START THE DATA

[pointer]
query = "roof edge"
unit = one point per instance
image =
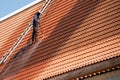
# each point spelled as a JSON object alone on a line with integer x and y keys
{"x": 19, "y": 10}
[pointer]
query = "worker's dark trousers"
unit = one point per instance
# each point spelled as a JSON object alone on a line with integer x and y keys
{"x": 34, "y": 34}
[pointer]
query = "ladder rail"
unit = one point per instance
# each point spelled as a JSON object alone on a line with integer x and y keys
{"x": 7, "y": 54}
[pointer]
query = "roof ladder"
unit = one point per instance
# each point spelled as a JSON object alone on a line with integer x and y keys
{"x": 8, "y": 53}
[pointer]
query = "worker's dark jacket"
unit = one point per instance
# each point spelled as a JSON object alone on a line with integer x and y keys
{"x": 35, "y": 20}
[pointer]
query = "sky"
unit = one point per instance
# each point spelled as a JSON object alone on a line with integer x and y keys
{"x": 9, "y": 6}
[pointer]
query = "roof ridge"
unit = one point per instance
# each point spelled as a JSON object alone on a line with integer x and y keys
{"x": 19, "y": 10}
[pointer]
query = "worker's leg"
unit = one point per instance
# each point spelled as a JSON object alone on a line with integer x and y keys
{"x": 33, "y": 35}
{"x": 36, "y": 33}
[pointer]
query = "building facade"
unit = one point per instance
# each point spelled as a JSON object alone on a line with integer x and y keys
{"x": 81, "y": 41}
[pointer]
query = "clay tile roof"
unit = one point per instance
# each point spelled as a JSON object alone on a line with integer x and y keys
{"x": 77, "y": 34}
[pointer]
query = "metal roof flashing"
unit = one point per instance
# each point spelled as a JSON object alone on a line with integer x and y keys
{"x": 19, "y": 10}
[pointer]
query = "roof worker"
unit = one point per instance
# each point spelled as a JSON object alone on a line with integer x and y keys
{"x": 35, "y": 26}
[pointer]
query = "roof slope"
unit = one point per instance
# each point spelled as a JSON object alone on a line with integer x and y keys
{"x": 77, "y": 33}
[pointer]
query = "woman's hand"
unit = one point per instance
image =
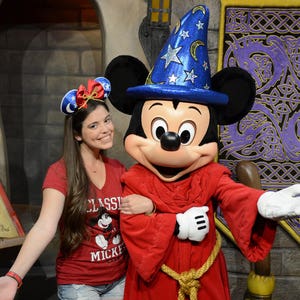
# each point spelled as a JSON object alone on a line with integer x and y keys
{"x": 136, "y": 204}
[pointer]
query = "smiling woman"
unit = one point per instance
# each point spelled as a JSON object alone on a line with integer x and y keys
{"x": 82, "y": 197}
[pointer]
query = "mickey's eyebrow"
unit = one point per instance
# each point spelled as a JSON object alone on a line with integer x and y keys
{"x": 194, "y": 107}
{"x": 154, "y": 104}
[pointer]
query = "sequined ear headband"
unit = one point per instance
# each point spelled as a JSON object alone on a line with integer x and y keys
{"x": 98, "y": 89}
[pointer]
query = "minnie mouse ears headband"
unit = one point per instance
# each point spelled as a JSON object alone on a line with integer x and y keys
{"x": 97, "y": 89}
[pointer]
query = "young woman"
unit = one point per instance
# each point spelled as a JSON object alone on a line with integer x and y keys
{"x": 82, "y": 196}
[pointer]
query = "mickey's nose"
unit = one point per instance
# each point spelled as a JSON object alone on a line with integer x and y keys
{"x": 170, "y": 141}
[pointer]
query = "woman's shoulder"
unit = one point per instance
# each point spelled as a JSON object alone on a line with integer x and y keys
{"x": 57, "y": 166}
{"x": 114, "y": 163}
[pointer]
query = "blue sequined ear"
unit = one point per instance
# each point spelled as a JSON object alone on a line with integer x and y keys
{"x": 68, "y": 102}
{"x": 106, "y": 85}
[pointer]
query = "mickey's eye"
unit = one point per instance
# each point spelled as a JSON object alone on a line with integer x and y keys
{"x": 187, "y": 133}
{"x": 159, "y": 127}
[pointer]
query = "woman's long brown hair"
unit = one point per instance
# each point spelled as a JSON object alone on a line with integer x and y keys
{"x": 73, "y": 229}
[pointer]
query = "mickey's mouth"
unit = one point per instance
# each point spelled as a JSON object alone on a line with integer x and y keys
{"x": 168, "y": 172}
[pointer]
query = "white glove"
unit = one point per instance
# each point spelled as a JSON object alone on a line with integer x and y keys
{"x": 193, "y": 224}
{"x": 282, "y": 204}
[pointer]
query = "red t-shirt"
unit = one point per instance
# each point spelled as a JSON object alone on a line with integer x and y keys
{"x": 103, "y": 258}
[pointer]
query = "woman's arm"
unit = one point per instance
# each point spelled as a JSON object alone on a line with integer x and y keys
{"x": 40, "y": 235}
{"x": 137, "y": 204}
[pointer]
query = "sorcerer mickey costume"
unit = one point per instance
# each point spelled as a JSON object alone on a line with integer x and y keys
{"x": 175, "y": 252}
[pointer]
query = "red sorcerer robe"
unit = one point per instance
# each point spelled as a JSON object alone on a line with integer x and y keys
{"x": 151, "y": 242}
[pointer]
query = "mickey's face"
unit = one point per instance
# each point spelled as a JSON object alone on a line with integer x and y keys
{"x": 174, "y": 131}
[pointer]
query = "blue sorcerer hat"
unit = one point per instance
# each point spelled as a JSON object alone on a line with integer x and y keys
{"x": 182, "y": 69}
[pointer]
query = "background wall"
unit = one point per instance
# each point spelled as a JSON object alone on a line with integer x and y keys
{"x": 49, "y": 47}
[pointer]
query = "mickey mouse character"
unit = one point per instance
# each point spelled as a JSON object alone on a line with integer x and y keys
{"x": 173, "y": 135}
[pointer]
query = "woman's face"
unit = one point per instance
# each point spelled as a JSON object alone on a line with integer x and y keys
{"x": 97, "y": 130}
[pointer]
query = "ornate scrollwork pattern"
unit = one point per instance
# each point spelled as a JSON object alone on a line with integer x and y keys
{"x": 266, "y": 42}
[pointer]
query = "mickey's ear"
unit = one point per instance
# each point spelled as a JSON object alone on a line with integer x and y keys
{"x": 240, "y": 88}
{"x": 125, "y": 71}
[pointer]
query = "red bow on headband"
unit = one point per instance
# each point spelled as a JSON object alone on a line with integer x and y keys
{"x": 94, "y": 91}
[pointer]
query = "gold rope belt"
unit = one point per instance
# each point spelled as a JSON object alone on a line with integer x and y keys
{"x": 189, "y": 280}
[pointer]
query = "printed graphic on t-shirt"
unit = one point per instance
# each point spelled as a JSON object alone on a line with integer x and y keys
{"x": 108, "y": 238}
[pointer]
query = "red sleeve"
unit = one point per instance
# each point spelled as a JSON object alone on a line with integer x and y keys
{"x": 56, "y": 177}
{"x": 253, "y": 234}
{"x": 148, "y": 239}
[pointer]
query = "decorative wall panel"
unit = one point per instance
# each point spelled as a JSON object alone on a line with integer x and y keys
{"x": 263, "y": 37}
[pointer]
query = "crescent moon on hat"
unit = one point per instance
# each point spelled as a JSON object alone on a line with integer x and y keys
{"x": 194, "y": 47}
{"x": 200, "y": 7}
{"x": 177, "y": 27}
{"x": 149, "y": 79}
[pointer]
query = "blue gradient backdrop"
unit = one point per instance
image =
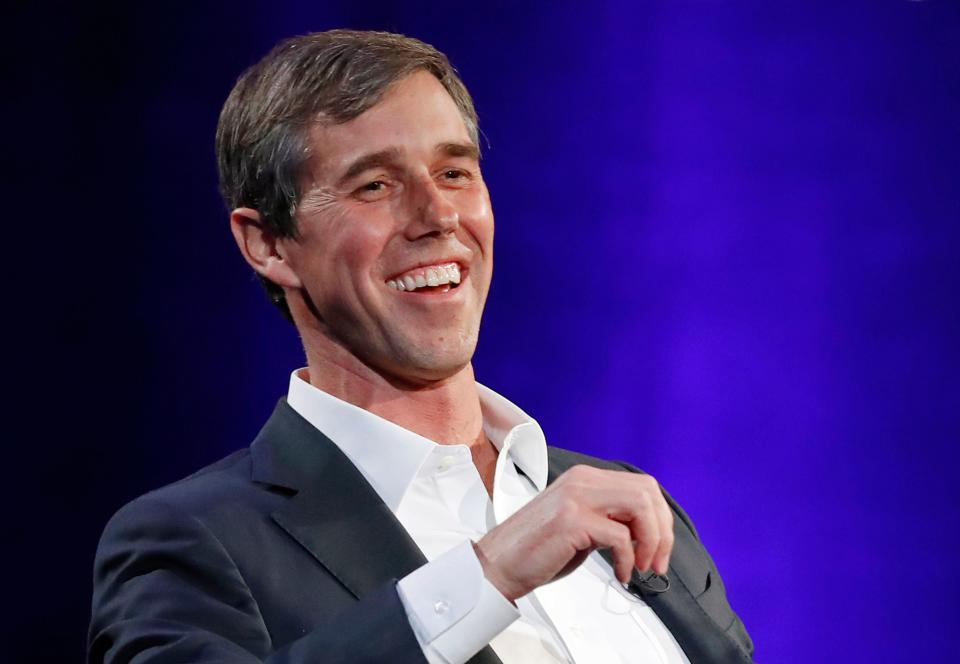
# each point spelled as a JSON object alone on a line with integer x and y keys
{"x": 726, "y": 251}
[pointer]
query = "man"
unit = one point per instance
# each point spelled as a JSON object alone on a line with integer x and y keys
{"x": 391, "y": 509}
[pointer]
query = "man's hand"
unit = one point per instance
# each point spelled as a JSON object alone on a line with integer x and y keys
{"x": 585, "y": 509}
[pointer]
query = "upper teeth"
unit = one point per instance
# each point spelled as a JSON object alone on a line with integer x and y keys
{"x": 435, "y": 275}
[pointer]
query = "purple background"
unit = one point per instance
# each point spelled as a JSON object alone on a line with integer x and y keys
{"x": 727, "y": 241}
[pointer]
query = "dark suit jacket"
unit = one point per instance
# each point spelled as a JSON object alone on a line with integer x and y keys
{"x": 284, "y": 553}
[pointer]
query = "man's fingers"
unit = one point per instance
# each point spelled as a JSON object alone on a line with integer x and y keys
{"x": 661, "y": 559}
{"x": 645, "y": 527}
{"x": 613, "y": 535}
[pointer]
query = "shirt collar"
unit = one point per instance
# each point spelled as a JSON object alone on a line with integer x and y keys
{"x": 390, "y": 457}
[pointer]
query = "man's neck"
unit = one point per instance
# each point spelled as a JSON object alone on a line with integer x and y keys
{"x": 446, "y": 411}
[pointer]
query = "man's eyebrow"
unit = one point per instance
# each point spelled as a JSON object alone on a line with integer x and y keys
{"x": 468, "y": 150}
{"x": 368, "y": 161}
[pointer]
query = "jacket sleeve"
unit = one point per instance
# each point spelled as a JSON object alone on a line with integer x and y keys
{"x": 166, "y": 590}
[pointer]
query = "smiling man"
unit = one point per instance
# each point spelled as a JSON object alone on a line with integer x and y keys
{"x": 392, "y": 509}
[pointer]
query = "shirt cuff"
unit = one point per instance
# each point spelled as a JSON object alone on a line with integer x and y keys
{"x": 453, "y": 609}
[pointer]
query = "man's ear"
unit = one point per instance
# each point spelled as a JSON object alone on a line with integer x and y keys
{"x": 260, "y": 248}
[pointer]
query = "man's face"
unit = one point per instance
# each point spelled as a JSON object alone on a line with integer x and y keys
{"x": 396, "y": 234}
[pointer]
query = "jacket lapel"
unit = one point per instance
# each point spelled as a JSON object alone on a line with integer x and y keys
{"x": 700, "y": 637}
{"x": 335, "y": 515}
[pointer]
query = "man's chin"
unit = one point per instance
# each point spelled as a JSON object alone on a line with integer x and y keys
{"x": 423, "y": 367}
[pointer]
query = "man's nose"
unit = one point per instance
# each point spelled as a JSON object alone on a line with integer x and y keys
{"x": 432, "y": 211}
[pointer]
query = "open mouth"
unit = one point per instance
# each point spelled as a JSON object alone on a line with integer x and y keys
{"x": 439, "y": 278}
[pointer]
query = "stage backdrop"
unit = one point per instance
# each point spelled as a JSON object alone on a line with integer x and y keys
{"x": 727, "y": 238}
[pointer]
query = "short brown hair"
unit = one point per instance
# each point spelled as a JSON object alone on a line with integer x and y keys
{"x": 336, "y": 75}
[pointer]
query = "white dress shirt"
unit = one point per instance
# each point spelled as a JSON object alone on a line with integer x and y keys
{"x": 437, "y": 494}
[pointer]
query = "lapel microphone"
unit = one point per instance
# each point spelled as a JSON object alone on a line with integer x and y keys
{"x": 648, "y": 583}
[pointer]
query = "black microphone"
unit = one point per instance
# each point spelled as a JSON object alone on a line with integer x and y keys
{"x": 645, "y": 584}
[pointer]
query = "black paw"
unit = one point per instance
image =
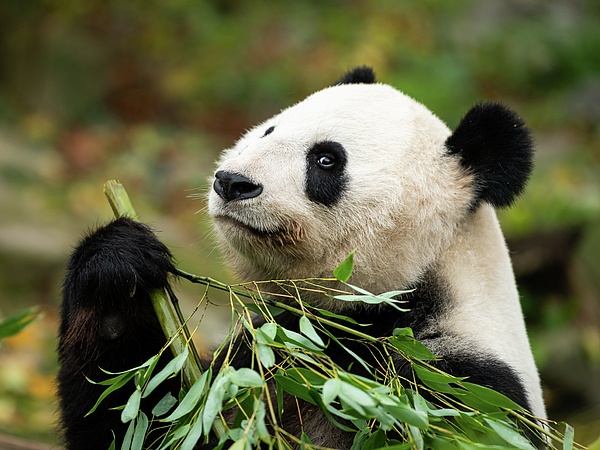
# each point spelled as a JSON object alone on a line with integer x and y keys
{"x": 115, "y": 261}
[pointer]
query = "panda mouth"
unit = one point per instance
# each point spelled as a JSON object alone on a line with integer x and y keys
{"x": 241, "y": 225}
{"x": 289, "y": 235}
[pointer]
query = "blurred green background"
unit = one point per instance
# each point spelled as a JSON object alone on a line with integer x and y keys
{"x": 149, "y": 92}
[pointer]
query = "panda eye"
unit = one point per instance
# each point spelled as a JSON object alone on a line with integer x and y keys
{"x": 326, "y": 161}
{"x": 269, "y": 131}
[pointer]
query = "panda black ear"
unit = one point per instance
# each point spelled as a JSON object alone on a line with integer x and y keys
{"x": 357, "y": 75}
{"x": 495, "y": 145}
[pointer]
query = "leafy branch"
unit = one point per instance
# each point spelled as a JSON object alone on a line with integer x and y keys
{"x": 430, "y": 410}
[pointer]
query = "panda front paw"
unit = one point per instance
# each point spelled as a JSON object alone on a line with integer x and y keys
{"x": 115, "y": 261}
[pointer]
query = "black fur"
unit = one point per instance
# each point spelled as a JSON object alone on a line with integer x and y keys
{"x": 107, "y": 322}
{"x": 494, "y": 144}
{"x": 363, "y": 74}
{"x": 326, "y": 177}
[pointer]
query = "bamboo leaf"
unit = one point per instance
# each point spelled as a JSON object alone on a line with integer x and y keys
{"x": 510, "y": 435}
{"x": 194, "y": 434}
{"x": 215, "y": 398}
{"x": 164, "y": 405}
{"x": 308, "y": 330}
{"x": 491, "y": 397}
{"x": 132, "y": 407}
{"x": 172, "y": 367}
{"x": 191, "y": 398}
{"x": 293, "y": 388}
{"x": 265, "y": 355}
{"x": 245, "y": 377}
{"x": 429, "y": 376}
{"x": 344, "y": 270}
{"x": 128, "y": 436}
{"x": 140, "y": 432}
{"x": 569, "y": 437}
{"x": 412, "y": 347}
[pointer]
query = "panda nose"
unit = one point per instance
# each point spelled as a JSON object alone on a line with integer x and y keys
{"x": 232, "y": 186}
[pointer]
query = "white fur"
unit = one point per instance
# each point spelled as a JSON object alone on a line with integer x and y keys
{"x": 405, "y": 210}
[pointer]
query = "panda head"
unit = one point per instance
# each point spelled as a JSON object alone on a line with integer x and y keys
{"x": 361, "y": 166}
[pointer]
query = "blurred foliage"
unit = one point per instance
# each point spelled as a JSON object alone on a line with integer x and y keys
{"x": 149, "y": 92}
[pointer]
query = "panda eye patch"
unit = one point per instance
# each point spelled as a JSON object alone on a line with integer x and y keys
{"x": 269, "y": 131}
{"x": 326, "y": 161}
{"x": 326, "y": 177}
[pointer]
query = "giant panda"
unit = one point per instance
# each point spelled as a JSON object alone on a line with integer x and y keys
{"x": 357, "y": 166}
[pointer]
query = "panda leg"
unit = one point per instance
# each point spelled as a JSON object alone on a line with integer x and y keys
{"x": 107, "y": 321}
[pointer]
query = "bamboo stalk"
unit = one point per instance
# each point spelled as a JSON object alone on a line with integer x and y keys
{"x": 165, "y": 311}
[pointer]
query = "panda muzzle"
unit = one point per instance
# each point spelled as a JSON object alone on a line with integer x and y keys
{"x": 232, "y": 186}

END THE DATA

__TASK GOAL__: Your answer is a single number: the count of lines in the records holding the string "headband".

__OUTPUT FOR THIS TASK__: 3